Rows from a dataset:
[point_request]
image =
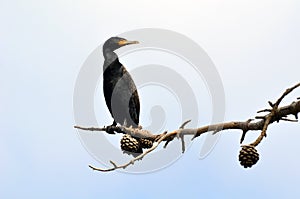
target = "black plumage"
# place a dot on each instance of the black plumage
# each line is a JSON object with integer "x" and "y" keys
{"x": 120, "y": 92}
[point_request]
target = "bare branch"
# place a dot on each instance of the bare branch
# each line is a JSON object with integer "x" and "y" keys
{"x": 275, "y": 114}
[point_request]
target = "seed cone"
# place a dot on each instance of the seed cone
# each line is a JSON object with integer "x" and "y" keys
{"x": 248, "y": 156}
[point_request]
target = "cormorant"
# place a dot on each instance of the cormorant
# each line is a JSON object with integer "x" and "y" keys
{"x": 120, "y": 92}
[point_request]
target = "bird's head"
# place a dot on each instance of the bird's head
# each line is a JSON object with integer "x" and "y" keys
{"x": 114, "y": 43}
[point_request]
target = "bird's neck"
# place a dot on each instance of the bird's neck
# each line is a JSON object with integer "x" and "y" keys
{"x": 110, "y": 58}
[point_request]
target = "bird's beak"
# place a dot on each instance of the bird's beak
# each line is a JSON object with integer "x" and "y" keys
{"x": 126, "y": 42}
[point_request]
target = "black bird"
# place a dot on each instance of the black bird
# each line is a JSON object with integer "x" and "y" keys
{"x": 120, "y": 92}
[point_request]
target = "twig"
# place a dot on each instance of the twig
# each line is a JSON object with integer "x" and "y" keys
{"x": 272, "y": 115}
{"x": 275, "y": 114}
{"x": 154, "y": 146}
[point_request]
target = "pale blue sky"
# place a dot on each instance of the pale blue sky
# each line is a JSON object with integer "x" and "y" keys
{"x": 254, "y": 45}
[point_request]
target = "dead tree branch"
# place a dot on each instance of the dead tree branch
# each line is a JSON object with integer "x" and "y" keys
{"x": 276, "y": 113}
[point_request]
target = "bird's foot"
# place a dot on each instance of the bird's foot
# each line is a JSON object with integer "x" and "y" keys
{"x": 110, "y": 129}
{"x": 140, "y": 127}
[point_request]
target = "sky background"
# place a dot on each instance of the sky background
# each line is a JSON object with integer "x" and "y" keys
{"x": 254, "y": 45}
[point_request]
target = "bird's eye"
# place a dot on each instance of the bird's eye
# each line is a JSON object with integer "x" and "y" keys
{"x": 122, "y": 42}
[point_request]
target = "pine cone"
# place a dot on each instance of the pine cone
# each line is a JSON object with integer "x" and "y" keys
{"x": 130, "y": 144}
{"x": 146, "y": 143}
{"x": 248, "y": 156}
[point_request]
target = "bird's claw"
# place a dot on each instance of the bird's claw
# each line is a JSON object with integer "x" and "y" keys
{"x": 109, "y": 129}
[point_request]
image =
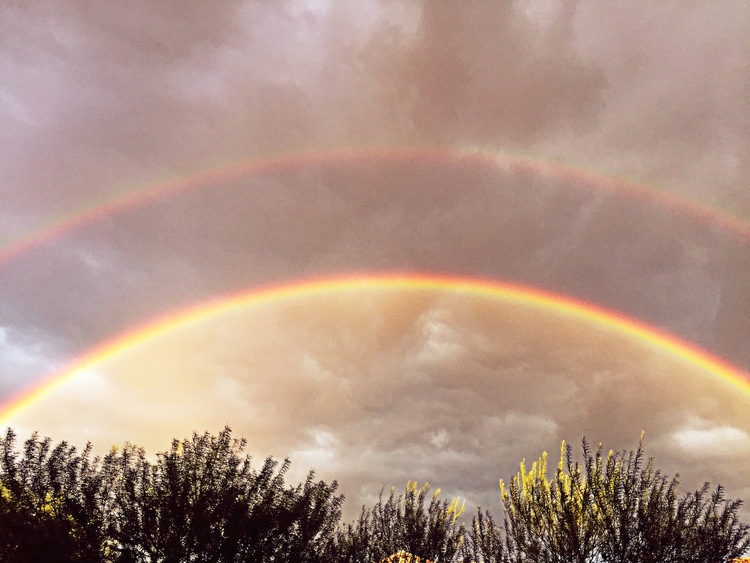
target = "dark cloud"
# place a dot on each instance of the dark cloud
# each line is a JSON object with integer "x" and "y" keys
{"x": 101, "y": 100}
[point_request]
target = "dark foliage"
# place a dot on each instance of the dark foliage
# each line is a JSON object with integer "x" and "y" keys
{"x": 203, "y": 501}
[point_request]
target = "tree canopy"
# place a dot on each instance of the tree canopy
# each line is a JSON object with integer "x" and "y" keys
{"x": 202, "y": 500}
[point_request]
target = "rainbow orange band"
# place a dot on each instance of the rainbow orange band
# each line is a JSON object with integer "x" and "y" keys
{"x": 548, "y": 302}
{"x": 206, "y": 179}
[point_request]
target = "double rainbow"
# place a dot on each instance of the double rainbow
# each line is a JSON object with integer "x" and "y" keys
{"x": 526, "y": 296}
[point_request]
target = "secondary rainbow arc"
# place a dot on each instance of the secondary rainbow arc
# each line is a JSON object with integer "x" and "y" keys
{"x": 205, "y": 179}
{"x": 513, "y": 293}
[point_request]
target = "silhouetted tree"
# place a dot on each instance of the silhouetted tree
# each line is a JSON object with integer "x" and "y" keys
{"x": 403, "y": 524}
{"x": 50, "y": 505}
{"x": 615, "y": 512}
{"x": 203, "y": 501}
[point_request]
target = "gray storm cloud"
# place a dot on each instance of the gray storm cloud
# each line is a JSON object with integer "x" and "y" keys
{"x": 100, "y": 100}
{"x": 375, "y": 387}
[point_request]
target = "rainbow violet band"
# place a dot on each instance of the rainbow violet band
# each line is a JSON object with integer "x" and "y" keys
{"x": 547, "y": 302}
{"x": 487, "y": 157}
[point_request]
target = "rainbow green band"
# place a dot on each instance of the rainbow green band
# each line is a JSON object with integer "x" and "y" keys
{"x": 577, "y": 311}
{"x": 207, "y": 179}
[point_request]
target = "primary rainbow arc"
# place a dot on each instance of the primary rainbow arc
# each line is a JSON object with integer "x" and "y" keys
{"x": 527, "y": 296}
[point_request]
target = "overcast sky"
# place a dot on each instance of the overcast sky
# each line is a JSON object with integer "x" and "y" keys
{"x": 98, "y": 101}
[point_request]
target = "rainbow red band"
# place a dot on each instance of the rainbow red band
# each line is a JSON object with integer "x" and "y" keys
{"x": 548, "y": 302}
{"x": 206, "y": 179}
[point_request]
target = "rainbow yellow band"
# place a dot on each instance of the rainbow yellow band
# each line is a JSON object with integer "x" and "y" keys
{"x": 516, "y": 294}
{"x": 478, "y": 156}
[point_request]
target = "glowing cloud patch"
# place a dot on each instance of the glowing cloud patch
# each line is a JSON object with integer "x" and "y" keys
{"x": 550, "y": 304}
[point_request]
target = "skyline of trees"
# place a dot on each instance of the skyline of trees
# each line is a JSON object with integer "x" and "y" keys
{"x": 202, "y": 500}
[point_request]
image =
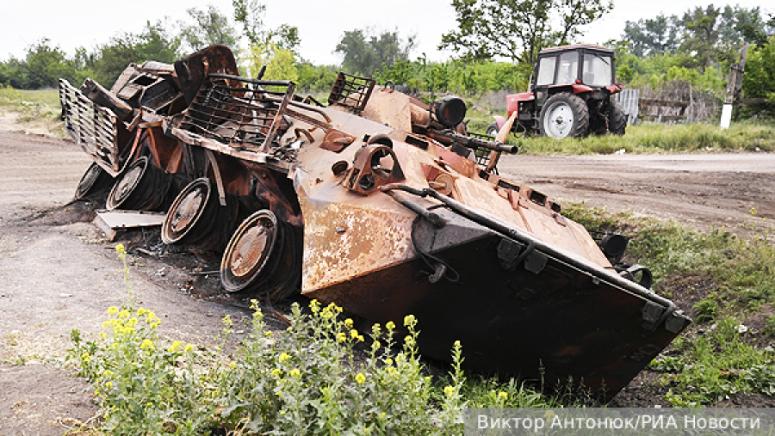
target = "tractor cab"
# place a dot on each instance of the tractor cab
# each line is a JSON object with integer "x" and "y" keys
{"x": 587, "y": 65}
{"x": 571, "y": 94}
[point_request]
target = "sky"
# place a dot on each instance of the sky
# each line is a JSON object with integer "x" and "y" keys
{"x": 76, "y": 23}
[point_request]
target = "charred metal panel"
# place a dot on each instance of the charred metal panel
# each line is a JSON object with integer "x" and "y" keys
{"x": 92, "y": 126}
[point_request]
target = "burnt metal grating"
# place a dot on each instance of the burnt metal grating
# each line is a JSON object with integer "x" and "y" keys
{"x": 239, "y": 111}
{"x": 352, "y": 92}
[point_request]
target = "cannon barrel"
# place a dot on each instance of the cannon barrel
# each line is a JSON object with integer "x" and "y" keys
{"x": 475, "y": 143}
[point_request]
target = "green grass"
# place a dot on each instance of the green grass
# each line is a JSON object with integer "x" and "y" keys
{"x": 647, "y": 138}
{"x": 728, "y": 283}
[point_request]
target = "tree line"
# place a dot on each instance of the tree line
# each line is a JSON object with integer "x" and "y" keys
{"x": 495, "y": 42}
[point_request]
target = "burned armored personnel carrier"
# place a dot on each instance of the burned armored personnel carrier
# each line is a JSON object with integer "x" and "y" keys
{"x": 376, "y": 201}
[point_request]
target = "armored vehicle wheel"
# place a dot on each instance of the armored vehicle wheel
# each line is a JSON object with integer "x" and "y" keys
{"x": 492, "y": 130}
{"x": 140, "y": 187}
{"x": 93, "y": 182}
{"x": 617, "y": 119}
{"x": 192, "y": 214}
{"x": 264, "y": 257}
{"x": 564, "y": 115}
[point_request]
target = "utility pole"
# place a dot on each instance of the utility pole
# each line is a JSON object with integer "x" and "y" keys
{"x": 734, "y": 86}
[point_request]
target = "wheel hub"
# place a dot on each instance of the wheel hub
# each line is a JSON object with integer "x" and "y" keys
{"x": 559, "y": 121}
{"x": 187, "y": 210}
{"x": 252, "y": 248}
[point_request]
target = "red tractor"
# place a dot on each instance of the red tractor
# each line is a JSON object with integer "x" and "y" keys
{"x": 571, "y": 94}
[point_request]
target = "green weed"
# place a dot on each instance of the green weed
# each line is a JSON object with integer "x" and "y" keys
{"x": 320, "y": 376}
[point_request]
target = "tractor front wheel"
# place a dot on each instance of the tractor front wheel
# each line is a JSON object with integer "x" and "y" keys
{"x": 564, "y": 115}
{"x": 617, "y": 120}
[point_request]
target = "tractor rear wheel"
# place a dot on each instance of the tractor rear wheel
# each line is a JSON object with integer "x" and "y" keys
{"x": 564, "y": 115}
{"x": 617, "y": 120}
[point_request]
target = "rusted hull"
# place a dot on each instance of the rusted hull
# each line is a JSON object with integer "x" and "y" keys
{"x": 552, "y": 325}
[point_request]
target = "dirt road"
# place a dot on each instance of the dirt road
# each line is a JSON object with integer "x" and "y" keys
{"x": 57, "y": 273}
{"x": 734, "y": 191}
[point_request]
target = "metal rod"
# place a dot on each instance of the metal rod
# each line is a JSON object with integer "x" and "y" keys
{"x": 522, "y": 237}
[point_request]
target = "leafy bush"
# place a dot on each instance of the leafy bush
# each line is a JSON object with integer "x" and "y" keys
{"x": 320, "y": 376}
{"x": 705, "y": 310}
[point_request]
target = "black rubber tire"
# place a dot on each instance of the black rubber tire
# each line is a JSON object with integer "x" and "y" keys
{"x": 277, "y": 275}
{"x": 201, "y": 224}
{"x": 617, "y": 119}
{"x": 492, "y": 130}
{"x": 577, "y": 105}
{"x": 94, "y": 183}
{"x": 148, "y": 190}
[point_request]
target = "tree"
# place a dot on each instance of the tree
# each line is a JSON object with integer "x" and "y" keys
{"x": 43, "y": 65}
{"x": 364, "y": 53}
{"x": 652, "y": 35}
{"x": 209, "y": 26}
{"x": 518, "y": 29}
{"x": 701, "y": 34}
{"x": 759, "y": 77}
{"x": 249, "y": 14}
{"x": 153, "y": 43}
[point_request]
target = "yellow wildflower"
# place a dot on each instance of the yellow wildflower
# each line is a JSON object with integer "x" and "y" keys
{"x": 147, "y": 345}
{"x": 175, "y": 346}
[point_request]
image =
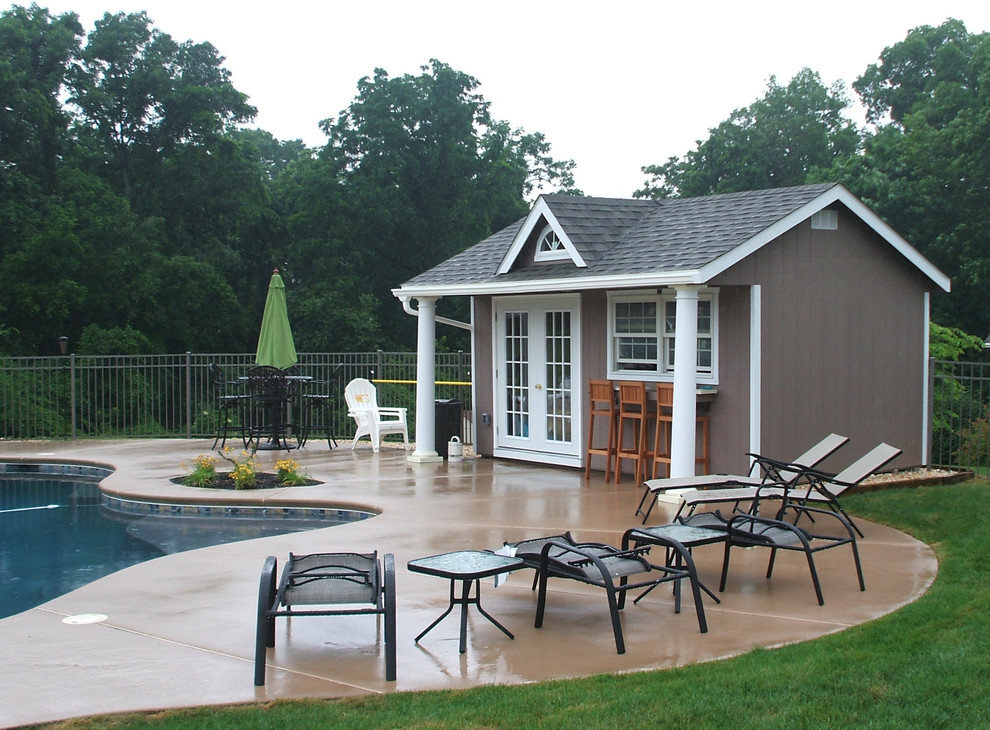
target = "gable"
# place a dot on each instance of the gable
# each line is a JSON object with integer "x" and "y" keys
{"x": 607, "y": 243}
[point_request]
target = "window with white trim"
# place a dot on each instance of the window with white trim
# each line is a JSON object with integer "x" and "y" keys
{"x": 642, "y": 327}
{"x": 549, "y": 247}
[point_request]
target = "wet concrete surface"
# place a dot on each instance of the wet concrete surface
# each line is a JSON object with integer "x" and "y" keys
{"x": 180, "y": 629}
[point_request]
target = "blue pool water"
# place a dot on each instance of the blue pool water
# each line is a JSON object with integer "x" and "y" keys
{"x": 56, "y": 536}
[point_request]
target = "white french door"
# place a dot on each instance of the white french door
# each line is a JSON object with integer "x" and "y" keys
{"x": 536, "y": 369}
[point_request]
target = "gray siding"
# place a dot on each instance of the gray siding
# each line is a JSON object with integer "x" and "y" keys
{"x": 843, "y": 346}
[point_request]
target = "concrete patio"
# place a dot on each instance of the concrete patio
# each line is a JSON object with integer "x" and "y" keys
{"x": 180, "y": 629}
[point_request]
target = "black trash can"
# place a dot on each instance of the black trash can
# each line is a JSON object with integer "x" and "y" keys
{"x": 447, "y": 423}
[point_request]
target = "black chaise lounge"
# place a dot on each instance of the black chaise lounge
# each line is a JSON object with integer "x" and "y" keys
{"x": 810, "y": 487}
{"x": 607, "y": 567}
{"x": 338, "y": 584}
{"x": 763, "y": 470}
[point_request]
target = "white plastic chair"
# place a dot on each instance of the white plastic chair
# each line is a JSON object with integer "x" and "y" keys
{"x": 371, "y": 420}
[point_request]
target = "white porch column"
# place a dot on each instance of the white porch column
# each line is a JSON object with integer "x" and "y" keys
{"x": 684, "y": 427}
{"x": 426, "y": 382}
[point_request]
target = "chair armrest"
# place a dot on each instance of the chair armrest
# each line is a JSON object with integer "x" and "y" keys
{"x": 819, "y": 512}
{"x": 755, "y": 537}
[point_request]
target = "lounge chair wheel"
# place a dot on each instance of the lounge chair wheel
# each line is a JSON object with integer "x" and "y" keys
{"x": 265, "y": 631}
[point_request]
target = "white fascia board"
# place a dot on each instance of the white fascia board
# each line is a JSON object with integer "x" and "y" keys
{"x": 537, "y": 286}
{"x": 856, "y": 206}
{"x": 540, "y": 210}
{"x": 894, "y": 239}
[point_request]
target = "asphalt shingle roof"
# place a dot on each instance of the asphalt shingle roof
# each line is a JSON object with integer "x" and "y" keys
{"x": 619, "y": 237}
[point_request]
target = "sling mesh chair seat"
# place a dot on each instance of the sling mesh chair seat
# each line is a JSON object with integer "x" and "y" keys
{"x": 810, "y": 486}
{"x": 607, "y": 567}
{"x": 746, "y": 530}
{"x": 336, "y": 584}
{"x": 763, "y": 470}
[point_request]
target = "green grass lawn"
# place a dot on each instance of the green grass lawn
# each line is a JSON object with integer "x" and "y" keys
{"x": 924, "y": 666}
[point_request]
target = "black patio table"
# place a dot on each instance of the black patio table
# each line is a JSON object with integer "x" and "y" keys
{"x": 271, "y": 389}
{"x": 467, "y": 566}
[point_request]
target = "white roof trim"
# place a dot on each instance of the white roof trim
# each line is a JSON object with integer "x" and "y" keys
{"x": 540, "y": 211}
{"x": 624, "y": 281}
{"x": 833, "y": 194}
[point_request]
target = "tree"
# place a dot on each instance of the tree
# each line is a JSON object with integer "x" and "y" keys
{"x": 414, "y": 171}
{"x": 140, "y": 94}
{"x": 36, "y": 52}
{"x": 777, "y": 141}
{"x": 928, "y": 71}
{"x": 927, "y": 161}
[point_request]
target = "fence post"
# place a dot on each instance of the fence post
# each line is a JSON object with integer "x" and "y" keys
{"x": 188, "y": 395}
{"x": 72, "y": 394}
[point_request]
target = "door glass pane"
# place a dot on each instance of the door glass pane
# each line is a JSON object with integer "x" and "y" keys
{"x": 558, "y": 376}
{"x": 517, "y": 373}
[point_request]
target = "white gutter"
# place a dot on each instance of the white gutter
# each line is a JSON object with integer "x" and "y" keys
{"x": 543, "y": 286}
{"x": 407, "y": 308}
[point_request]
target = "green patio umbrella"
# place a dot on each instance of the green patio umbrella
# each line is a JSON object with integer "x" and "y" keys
{"x": 275, "y": 345}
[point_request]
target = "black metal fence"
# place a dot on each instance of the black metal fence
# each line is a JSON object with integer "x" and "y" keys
{"x": 141, "y": 396}
{"x": 959, "y": 407}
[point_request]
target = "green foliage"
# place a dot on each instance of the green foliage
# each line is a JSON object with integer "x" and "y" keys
{"x": 925, "y": 164}
{"x": 287, "y": 472}
{"x": 119, "y": 340}
{"x": 777, "y": 141}
{"x": 950, "y": 343}
{"x": 124, "y": 175}
{"x": 203, "y": 473}
{"x": 245, "y": 469}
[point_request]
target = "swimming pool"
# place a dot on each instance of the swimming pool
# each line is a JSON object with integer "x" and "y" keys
{"x": 56, "y": 535}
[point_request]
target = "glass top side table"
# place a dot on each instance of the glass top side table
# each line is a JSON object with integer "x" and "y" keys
{"x": 466, "y": 566}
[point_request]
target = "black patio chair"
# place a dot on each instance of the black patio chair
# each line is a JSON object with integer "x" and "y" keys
{"x": 607, "y": 567}
{"x": 231, "y": 408}
{"x": 809, "y": 486}
{"x": 327, "y": 580}
{"x": 748, "y": 530}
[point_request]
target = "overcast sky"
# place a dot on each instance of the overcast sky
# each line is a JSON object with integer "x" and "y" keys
{"x": 613, "y": 85}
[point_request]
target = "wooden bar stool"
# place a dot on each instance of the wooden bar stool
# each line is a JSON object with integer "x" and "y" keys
{"x": 664, "y": 427}
{"x": 632, "y": 411}
{"x": 602, "y": 394}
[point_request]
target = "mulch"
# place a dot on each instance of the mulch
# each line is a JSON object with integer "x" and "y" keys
{"x": 265, "y": 480}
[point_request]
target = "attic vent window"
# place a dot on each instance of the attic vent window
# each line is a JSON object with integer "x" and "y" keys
{"x": 550, "y": 247}
{"x": 825, "y": 220}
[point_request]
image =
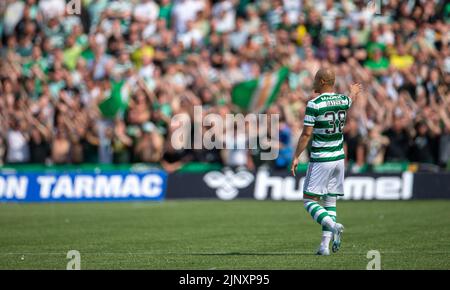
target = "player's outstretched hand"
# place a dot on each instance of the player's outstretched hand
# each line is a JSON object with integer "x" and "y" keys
{"x": 294, "y": 166}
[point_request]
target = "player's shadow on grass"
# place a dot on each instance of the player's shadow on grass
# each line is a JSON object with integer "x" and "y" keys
{"x": 254, "y": 254}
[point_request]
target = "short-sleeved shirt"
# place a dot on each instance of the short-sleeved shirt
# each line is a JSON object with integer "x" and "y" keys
{"x": 327, "y": 114}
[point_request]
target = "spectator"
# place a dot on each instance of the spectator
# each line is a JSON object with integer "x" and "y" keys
{"x": 170, "y": 56}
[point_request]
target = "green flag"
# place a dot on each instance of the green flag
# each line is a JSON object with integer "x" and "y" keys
{"x": 257, "y": 95}
{"x": 116, "y": 102}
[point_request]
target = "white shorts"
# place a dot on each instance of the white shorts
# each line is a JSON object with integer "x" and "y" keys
{"x": 325, "y": 178}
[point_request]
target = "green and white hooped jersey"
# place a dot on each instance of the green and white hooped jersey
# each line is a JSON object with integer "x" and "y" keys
{"x": 327, "y": 114}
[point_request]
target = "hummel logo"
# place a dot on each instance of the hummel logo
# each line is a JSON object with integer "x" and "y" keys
{"x": 228, "y": 182}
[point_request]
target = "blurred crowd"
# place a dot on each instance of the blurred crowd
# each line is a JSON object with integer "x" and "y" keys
{"x": 57, "y": 66}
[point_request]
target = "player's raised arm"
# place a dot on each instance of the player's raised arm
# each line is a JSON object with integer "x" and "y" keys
{"x": 301, "y": 145}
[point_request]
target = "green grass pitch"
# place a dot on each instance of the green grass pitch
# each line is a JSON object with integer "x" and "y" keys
{"x": 221, "y": 235}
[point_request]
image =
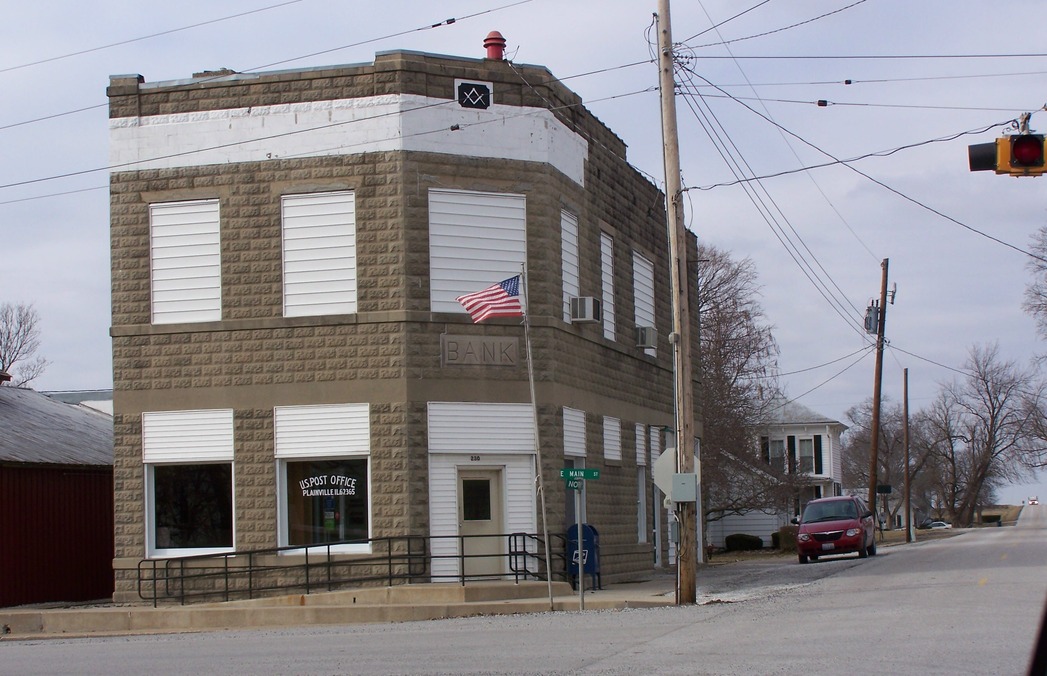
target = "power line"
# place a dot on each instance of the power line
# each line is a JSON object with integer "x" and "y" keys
{"x": 149, "y": 37}
{"x": 834, "y": 162}
{"x": 788, "y": 242}
{"x": 809, "y": 175}
{"x": 771, "y": 32}
{"x": 890, "y": 188}
{"x": 196, "y": 82}
{"x": 713, "y": 27}
{"x": 826, "y": 381}
{"x": 871, "y": 57}
{"x": 760, "y": 202}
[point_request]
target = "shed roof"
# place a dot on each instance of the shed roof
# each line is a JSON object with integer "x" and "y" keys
{"x": 37, "y": 429}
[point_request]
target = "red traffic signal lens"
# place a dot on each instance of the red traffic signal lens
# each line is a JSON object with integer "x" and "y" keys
{"x": 1027, "y": 150}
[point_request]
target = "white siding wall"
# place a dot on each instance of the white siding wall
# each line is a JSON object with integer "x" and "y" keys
{"x": 574, "y": 432}
{"x": 458, "y": 427}
{"x": 607, "y": 284}
{"x": 319, "y": 253}
{"x": 756, "y": 523}
{"x": 643, "y": 293}
{"x": 503, "y": 435}
{"x": 569, "y": 260}
{"x": 475, "y": 240}
{"x": 185, "y": 262}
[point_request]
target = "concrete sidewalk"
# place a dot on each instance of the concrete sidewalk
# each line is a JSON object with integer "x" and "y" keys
{"x": 402, "y": 603}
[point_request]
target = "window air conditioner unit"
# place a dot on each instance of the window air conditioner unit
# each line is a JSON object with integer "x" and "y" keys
{"x": 585, "y": 310}
{"x": 646, "y": 337}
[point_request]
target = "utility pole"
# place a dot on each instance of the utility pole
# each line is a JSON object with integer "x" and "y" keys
{"x": 905, "y": 409}
{"x": 874, "y": 445}
{"x": 687, "y": 550}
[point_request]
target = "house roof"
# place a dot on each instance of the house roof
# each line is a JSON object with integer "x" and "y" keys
{"x": 794, "y": 413}
{"x": 37, "y": 429}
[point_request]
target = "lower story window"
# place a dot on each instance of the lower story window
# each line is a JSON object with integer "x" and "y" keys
{"x": 193, "y": 505}
{"x": 327, "y": 500}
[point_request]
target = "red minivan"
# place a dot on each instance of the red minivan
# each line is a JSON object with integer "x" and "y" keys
{"x": 841, "y": 524}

**Brief:** Count the lines in the items above that contain the word "wall" and give only that number.

**Task solution:** 2